## Problem requirements:
In your copy, include every line of the listing below exactly but none of the pictures.

## Listing:
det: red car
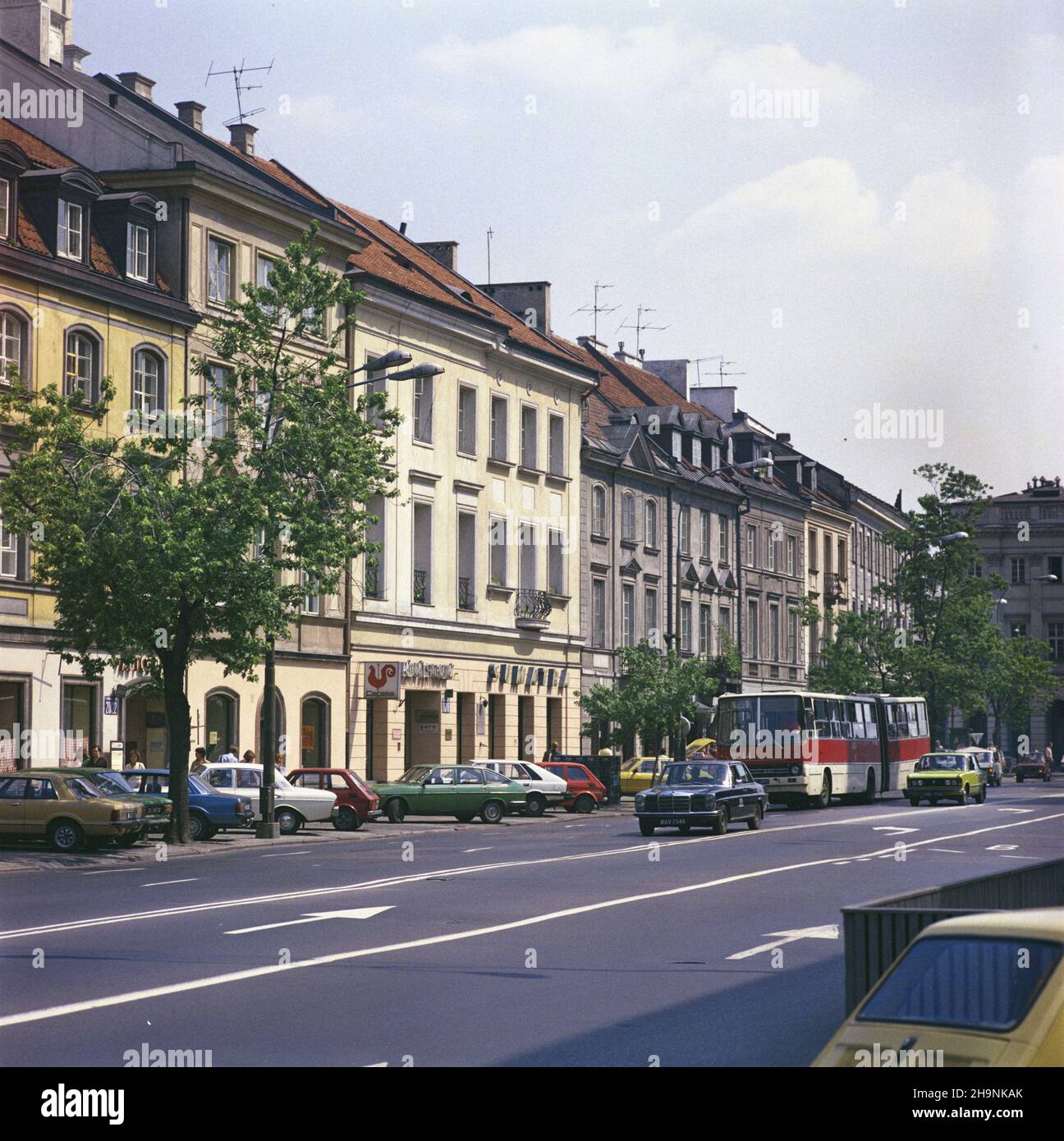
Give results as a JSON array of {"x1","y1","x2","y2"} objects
[
  {"x1": 540, "y1": 761, "x2": 606, "y2": 813},
  {"x1": 284, "y1": 769, "x2": 380, "y2": 832}
]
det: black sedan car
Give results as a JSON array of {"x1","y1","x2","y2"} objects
[{"x1": 636, "y1": 761, "x2": 768, "y2": 836}]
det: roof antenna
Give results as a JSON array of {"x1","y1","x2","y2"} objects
[
  {"x1": 204, "y1": 59, "x2": 274, "y2": 126},
  {"x1": 570, "y1": 282, "x2": 620, "y2": 341},
  {"x1": 617, "y1": 305, "x2": 669, "y2": 356}
]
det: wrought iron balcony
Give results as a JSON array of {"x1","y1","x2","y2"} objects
[{"x1": 514, "y1": 590, "x2": 553, "y2": 630}]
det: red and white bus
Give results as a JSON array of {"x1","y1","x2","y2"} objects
[{"x1": 710, "y1": 693, "x2": 930, "y2": 808}]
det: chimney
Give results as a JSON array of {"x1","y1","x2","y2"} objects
[
  {"x1": 689, "y1": 384, "x2": 736, "y2": 424},
  {"x1": 230, "y1": 123, "x2": 258, "y2": 155},
  {"x1": 119, "y1": 72, "x2": 155, "y2": 103},
  {"x1": 173, "y1": 99, "x2": 207, "y2": 131},
  {"x1": 418, "y1": 242, "x2": 458, "y2": 273},
  {"x1": 643, "y1": 358, "x2": 690, "y2": 401},
  {"x1": 62, "y1": 44, "x2": 93, "y2": 71},
  {"x1": 477, "y1": 282, "x2": 550, "y2": 333}
]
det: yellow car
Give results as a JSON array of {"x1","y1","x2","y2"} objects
[
  {"x1": 621, "y1": 757, "x2": 669, "y2": 796},
  {"x1": 0, "y1": 769, "x2": 144, "y2": 852},
  {"x1": 813, "y1": 907, "x2": 1064, "y2": 1068}
]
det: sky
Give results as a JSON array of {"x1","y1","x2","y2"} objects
[{"x1": 73, "y1": 0, "x2": 1064, "y2": 506}]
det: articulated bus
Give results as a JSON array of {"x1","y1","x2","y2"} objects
[{"x1": 710, "y1": 693, "x2": 930, "y2": 808}]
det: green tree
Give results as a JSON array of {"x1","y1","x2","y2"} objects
[
  {"x1": 580, "y1": 635, "x2": 740, "y2": 758},
  {"x1": 0, "y1": 228, "x2": 397, "y2": 841}
]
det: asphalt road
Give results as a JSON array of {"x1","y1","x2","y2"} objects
[{"x1": 0, "y1": 781, "x2": 1064, "y2": 1065}]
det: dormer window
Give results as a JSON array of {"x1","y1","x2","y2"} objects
[
  {"x1": 57, "y1": 199, "x2": 85, "y2": 261},
  {"x1": 126, "y1": 222, "x2": 149, "y2": 282}
]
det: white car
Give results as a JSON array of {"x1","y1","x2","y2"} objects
[
  {"x1": 192, "y1": 761, "x2": 336, "y2": 836},
  {"x1": 468, "y1": 758, "x2": 568, "y2": 816}
]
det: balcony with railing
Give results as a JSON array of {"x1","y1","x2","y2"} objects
[{"x1": 514, "y1": 590, "x2": 553, "y2": 630}]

## Task output:
det: red car
Give results as a JSON array of {"x1","y1","x2","y2"} objects
[
  {"x1": 540, "y1": 761, "x2": 606, "y2": 813},
  {"x1": 284, "y1": 769, "x2": 380, "y2": 832}
]
det: black sedan car
Give results as a JSON array of {"x1","y1","x2","y2"} objects
[{"x1": 636, "y1": 761, "x2": 768, "y2": 836}]
det: roof antenna
Give results as a JSON array of {"x1","y1","x2","y2"} objects
[
  {"x1": 204, "y1": 59, "x2": 274, "y2": 126},
  {"x1": 570, "y1": 282, "x2": 620, "y2": 341},
  {"x1": 617, "y1": 305, "x2": 669, "y2": 356}
]
det: wrought iron balcony
Give results as a JSON array of {"x1","y1","x2","y2"} objects
[{"x1": 514, "y1": 590, "x2": 553, "y2": 630}]
det: red and white bus
Give results as a JSON array of {"x1","y1","x2","y2"} objects
[{"x1": 710, "y1": 693, "x2": 930, "y2": 808}]
det: chimney
Give results as a JSON array of {"x1","y1","x2","y2"} objects
[
  {"x1": 689, "y1": 384, "x2": 736, "y2": 424},
  {"x1": 230, "y1": 123, "x2": 258, "y2": 155},
  {"x1": 119, "y1": 72, "x2": 155, "y2": 103},
  {"x1": 173, "y1": 99, "x2": 207, "y2": 131},
  {"x1": 418, "y1": 242, "x2": 458, "y2": 273},
  {"x1": 643, "y1": 358, "x2": 690, "y2": 401},
  {"x1": 62, "y1": 44, "x2": 93, "y2": 71},
  {"x1": 477, "y1": 282, "x2": 550, "y2": 333}
]
det: yellow car
Give results as a JSON array of {"x1","y1","x2","y2"} objects
[
  {"x1": 621, "y1": 757, "x2": 669, "y2": 796},
  {"x1": 0, "y1": 769, "x2": 144, "y2": 852},
  {"x1": 813, "y1": 907, "x2": 1064, "y2": 1068}
]
det: sky
Give results as a JSON array of {"x1","y1","x2","y2"} objects
[{"x1": 73, "y1": 0, "x2": 1064, "y2": 506}]
det: articulated bus
Give results as a JSON array of {"x1","y1","x2","y2"} objects
[{"x1": 710, "y1": 693, "x2": 930, "y2": 808}]
det: green tree
Give results as a JSON array of {"x1","y1","x2","y2"} objects
[
  {"x1": 580, "y1": 635, "x2": 740, "y2": 758},
  {"x1": 0, "y1": 228, "x2": 397, "y2": 841}
]
det: asphalt road
Give results as a JSON array of {"x1","y1","x2","y2"} objects
[{"x1": 0, "y1": 781, "x2": 1064, "y2": 1065}]
det: dormer window
Give results as a JSON array of {"x1","y1","x2","y2"} objects
[
  {"x1": 57, "y1": 199, "x2": 85, "y2": 261},
  {"x1": 126, "y1": 222, "x2": 149, "y2": 282}
]
det: white car
Give results as a JSON array of {"x1","y1","x2","y2"} objects
[
  {"x1": 192, "y1": 761, "x2": 336, "y2": 836},
  {"x1": 468, "y1": 758, "x2": 568, "y2": 816}
]
det: balcony with railing
Give results as a JSON array of {"x1","y1","x2","y2"} objects
[{"x1": 514, "y1": 590, "x2": 553, "y2": 630}]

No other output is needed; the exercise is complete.